* Try it: In the entries that follow, which lines hold the string "solar"? List them.

* Given data:
* * * * * * * * *

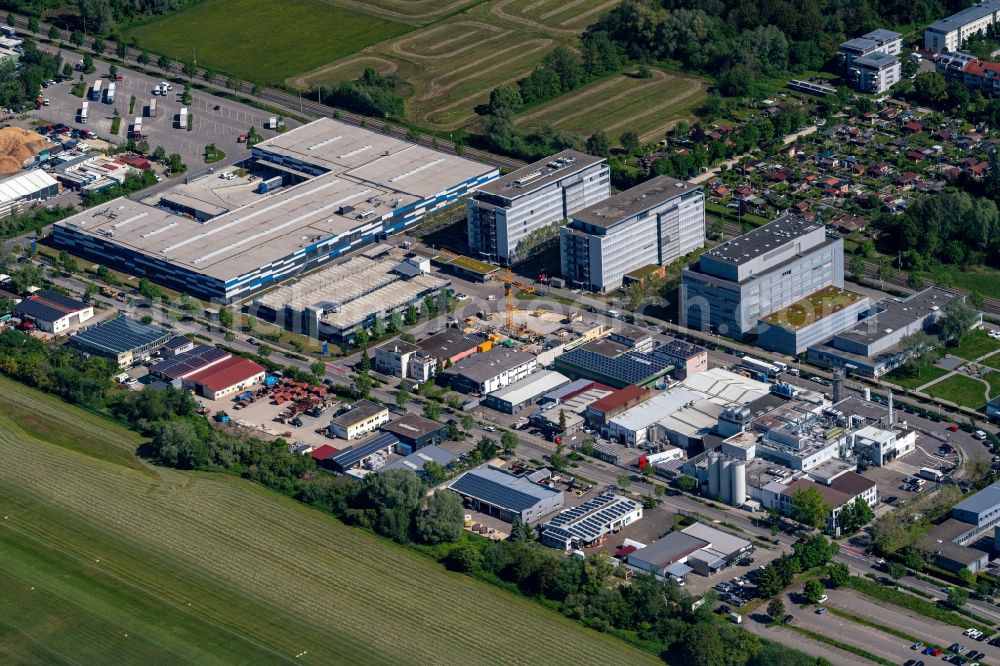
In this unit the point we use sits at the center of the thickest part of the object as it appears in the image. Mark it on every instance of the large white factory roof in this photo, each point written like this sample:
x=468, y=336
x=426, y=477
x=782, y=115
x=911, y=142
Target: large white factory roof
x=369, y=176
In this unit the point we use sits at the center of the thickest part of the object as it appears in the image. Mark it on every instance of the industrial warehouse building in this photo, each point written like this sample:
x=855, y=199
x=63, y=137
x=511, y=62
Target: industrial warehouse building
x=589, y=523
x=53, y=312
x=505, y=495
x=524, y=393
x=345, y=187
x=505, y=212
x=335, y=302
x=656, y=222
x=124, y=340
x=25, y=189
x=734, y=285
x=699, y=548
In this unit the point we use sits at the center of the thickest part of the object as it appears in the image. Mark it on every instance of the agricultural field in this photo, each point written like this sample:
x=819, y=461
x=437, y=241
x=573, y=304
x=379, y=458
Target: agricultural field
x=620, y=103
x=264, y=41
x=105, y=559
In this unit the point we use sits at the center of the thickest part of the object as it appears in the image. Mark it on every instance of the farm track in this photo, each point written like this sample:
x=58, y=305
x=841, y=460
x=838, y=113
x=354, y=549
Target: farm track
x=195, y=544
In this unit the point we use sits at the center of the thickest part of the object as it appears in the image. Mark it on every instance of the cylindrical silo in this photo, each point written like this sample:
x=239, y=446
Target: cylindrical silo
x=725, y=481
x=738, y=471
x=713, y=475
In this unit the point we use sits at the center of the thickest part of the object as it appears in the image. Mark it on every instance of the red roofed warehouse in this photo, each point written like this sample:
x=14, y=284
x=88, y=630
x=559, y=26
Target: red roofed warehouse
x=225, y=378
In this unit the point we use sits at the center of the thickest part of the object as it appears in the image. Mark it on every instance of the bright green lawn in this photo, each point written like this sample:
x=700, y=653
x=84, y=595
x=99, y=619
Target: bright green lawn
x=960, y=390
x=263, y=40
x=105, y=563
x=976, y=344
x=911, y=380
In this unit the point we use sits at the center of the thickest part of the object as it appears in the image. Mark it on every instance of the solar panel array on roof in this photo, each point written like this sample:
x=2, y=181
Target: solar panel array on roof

* * * * * * * * *

* Task output:
In this unit the point we use sits at the center of the thickest part of the object as it appears in the image. Mark it on every instance of the solar panel array on roof in this photo, each point written like this sample:
Target: solar panel array on roof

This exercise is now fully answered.